▶ [EXERCISE TASK]
Reproduce the forum discussion on exposition from "I also think" up to and including "2 months later...", swapping "dialog" for "dialogue" throughout.

▶ [READING PASSAGE]
━━━━
At minimum, if you really can't think of a better way to get the information across, make it a character tic; Jim is the sort of guy who has to go over the details multiple times, aloud, as a coping mechanism for stress or something, and your viewpoint character Bob goes along with it while rolling his eyes and thinking to himself that everyone knows this . . .

 

Even then, you don't have Jim say, "As you know, Bob . . ." because the point is that Jim isn't thinking about the fact that everyone knows the information he's going over again.

I want to like this comment but it seems I'm out of likes for today!

 

I also think that's the way to go, in literature, at least. In a book when you have two or more characters talking about a subject they are all familiar with but the reader isn't, it's time to use narrative/descriptive elements, otherwise the conversation is going to seem very unnatural. If a character and the reader are both new to something in a story explaining through dialog is a good choice but explaining everything through dialog can still be tricky. I personally prefer the bulk of exposition to be explained in narration/description and have characters add their nuggets of information along with it in their own way (a sarcastic comment about the state of things, for example can tell you a lot about a character's personality).

 

In another medium like movies feeding the audience necessary exposition is way trickier.

  • 2 months later...

I’ve never seen an actual mothball, but I’ve used the term at work to refer to things like water treatment plants. I can see the term surviving.
━━━━
▶ [DATASET EXCERPT]
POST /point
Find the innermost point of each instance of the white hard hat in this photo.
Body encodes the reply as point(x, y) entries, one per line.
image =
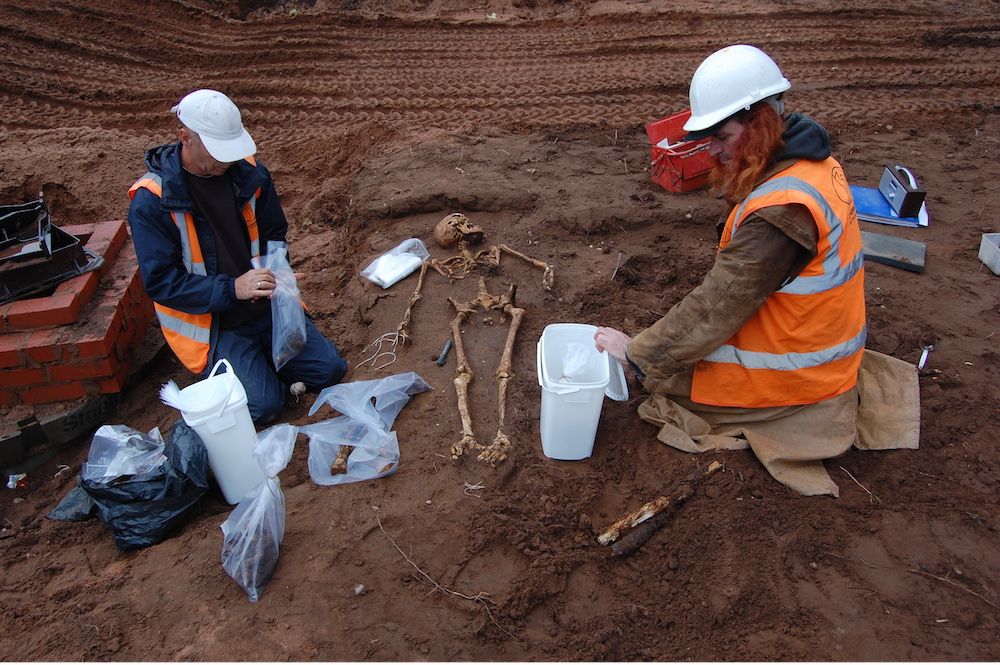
━━━━
▶ [EXERCISE RESPONSE]
I also think that's the way to go, in literature, at least. In a book when you have two or more characters talking about a subject they are all familiar with but the reader isn't, it's time to use narrative/descriptive elements, otherwise the conversation is going to seem very unnatural. If a character and the reader are both new to something in a story explaining through dialogue is a good choice but explaining everything through dialogue can still be tricky. I personally prefer the bulk of exposition to be explained in narration/description and have characters add their nuggets of information along with it in their own way (a sarcastic comment about the state of things, for example can tell you a lot about a character's personality).

 

In another medium like movies feeding the audience necessary exposition is way trickier.

  • 2 months later...